> [Task brief] Display each line of the records below that contains the word "blurred", copied in full.
-------- Supplied records
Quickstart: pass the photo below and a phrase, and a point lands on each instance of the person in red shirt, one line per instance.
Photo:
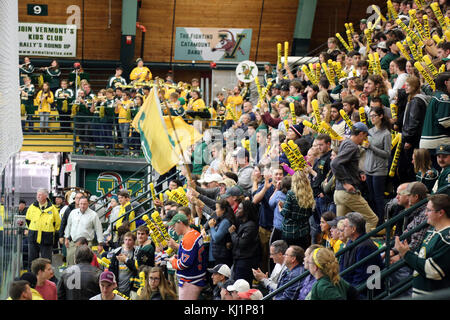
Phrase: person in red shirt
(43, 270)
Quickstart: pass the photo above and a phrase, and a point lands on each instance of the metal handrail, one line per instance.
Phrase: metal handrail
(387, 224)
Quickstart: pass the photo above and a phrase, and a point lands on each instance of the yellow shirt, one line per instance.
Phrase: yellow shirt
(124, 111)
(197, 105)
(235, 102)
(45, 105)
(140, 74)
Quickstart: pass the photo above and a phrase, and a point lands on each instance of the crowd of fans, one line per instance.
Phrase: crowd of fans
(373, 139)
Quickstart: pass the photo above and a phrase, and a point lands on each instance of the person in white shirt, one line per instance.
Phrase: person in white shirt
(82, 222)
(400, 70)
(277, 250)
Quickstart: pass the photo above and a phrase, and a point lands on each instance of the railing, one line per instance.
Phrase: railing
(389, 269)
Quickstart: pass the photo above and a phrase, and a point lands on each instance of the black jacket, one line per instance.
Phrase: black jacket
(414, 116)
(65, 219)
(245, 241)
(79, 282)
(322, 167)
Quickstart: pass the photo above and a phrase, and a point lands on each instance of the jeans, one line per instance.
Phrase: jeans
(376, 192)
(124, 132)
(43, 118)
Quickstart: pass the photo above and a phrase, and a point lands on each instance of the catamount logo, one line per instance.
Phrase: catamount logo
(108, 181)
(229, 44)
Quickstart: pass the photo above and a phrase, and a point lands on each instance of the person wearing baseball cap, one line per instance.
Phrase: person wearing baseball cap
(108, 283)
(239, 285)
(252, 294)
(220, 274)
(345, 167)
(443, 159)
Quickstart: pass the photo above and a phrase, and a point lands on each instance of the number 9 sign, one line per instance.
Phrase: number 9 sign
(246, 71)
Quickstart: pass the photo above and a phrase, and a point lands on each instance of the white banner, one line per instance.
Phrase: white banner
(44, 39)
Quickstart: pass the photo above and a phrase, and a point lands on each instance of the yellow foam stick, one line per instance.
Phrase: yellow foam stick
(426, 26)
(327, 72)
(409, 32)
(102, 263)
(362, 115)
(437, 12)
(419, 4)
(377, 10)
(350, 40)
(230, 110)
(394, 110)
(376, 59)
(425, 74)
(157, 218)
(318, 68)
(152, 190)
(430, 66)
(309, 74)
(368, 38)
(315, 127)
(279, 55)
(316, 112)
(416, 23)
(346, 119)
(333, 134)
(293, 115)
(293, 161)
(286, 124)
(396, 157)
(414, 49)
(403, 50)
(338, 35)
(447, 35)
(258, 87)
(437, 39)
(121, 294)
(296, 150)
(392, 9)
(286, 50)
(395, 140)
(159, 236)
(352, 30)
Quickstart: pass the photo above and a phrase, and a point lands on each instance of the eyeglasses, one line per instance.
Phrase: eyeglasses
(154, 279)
----------------
-------- Supplied records
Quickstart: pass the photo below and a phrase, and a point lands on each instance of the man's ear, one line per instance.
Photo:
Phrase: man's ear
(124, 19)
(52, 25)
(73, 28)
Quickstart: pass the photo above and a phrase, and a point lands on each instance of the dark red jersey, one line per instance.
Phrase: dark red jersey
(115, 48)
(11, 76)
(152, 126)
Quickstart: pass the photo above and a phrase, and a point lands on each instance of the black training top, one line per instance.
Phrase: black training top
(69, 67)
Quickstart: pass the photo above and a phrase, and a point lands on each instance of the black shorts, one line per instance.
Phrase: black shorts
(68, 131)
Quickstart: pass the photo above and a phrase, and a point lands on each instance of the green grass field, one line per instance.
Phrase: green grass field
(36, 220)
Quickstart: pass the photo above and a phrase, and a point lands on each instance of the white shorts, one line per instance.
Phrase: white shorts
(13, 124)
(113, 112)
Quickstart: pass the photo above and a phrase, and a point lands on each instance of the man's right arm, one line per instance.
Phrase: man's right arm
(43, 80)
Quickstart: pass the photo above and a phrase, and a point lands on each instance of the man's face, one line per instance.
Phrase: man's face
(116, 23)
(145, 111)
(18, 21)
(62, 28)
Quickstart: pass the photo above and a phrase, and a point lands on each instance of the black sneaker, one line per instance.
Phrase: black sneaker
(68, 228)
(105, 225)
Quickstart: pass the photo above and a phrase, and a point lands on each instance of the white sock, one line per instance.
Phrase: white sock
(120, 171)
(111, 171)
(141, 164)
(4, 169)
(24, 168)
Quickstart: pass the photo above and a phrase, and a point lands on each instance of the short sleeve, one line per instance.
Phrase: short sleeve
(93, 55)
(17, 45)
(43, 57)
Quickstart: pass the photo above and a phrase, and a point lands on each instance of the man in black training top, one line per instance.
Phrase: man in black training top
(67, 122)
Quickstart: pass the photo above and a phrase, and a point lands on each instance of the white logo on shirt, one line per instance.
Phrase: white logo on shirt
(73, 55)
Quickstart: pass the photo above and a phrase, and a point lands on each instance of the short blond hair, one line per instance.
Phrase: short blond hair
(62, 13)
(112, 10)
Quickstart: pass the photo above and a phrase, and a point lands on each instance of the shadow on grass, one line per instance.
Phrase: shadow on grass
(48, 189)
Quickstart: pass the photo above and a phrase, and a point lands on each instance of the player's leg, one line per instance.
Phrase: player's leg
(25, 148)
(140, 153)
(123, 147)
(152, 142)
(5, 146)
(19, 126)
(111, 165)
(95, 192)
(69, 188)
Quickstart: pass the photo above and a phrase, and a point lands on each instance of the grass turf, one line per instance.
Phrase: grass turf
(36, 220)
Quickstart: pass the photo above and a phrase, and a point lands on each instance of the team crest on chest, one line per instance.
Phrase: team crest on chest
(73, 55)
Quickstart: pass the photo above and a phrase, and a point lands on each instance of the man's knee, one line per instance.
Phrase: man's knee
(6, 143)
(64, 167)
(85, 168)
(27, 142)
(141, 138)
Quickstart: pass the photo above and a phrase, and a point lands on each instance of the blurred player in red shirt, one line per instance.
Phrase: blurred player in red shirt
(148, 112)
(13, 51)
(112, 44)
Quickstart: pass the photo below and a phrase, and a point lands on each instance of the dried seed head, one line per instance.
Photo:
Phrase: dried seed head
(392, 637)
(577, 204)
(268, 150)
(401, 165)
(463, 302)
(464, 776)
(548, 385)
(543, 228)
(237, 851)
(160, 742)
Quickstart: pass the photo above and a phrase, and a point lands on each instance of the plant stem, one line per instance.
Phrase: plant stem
----------------
-------- Supplied records
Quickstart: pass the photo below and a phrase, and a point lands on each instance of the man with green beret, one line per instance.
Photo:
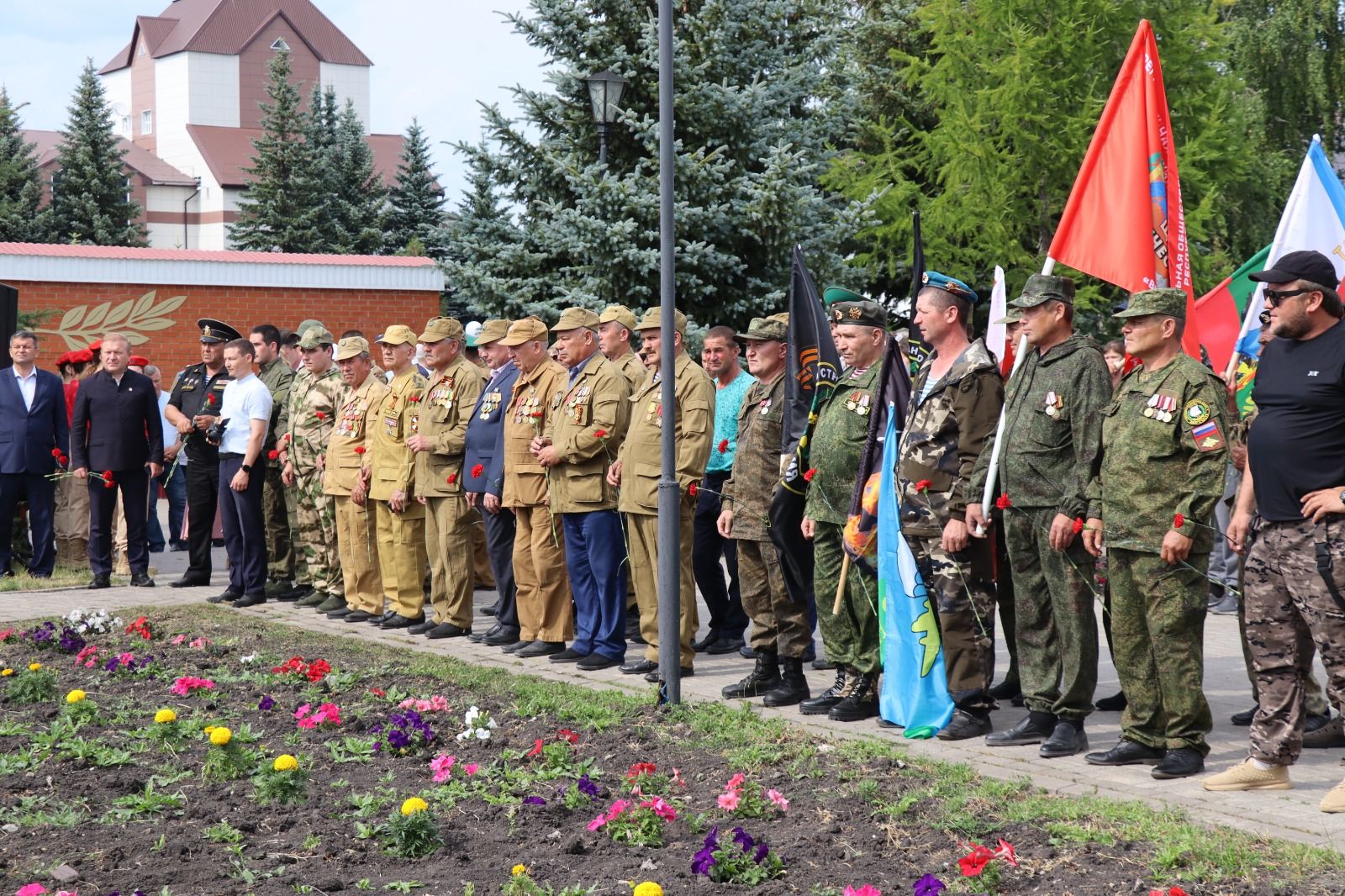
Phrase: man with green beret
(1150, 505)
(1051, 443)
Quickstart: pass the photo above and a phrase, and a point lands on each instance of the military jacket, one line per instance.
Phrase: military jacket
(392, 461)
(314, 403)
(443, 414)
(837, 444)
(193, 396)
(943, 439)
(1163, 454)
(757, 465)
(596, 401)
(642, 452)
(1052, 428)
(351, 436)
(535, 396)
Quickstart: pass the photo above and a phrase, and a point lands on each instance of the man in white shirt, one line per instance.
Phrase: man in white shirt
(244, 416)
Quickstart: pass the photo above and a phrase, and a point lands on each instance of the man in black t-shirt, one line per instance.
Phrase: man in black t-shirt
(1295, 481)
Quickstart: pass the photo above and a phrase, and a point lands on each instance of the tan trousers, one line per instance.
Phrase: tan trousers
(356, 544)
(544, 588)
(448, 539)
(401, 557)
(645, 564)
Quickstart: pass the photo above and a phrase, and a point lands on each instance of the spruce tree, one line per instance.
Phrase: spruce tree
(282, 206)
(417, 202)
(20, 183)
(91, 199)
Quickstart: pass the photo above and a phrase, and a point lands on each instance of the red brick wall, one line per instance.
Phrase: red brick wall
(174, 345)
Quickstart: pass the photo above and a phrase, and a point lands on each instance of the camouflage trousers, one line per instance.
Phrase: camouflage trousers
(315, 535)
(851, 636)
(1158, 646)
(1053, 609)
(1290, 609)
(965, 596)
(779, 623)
----------------
> [Exercise answer]
Quickstart: pass the photo above and a phrase, and a point lands on each instance of the blurred player in red shirt, one line per instance.
Phrase: blurred player in red shirt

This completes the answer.